Entries shown >>
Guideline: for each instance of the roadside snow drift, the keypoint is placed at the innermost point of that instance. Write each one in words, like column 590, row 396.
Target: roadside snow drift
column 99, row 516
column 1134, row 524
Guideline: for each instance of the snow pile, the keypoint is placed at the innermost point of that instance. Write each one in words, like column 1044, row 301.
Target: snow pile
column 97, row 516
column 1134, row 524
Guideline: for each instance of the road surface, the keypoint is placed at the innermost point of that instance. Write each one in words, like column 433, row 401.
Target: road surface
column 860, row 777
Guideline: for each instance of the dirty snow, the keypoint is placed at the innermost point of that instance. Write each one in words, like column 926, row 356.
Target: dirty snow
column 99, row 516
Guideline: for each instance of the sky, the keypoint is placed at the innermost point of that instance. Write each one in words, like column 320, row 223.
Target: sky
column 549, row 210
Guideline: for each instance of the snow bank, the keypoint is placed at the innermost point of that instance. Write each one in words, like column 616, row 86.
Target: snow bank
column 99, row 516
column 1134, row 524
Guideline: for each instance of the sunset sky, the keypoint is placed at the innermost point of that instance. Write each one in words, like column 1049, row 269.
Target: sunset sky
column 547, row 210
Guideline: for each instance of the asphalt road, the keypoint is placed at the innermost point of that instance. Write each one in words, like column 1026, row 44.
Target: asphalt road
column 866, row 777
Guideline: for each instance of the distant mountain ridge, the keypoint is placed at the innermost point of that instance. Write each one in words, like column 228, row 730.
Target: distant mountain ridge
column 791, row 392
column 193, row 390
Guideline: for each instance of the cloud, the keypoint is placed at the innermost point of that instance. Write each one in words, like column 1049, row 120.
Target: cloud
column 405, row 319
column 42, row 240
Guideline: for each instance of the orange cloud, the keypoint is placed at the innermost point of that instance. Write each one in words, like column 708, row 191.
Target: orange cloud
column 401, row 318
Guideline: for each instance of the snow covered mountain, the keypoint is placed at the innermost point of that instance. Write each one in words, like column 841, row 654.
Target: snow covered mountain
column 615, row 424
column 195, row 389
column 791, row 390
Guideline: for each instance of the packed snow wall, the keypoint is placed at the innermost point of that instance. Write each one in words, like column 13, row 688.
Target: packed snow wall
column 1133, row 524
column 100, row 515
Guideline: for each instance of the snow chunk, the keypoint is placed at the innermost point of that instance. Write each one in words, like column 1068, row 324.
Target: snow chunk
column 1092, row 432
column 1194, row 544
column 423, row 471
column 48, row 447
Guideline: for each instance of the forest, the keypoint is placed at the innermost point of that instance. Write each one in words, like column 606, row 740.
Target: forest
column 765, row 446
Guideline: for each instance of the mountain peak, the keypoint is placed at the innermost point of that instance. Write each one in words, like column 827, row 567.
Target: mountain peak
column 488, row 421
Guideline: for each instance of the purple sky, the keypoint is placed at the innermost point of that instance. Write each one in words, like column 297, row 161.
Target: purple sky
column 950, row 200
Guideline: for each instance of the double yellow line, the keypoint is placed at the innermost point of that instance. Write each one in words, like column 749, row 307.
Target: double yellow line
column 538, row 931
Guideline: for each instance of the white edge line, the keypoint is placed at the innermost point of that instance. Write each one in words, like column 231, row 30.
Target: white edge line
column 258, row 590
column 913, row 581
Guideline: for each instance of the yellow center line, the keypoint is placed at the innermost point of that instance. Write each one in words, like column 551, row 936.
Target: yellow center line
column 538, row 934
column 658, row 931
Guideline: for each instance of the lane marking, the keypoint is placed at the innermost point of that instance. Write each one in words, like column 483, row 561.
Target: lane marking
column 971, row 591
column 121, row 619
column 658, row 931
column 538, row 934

Exercise aim >>
Exactly repeat the lines above, from the opening line through the one with "Guideline: for each instance of the snow pile, the", and include nothing else.

Answer space >>
Guideline: for each instance of the roadside snow drift, the keypoint is placed at the innermost point of that instance. Write each one in words, like column 590, row 396.
Target: roadside snow drift
column 99, row 516
column 1134, row 524
Guideline: for each instance of the snow pile, the keypoint is placed at the innermost point of that instance. Write each one in words, like column 1044, row 301.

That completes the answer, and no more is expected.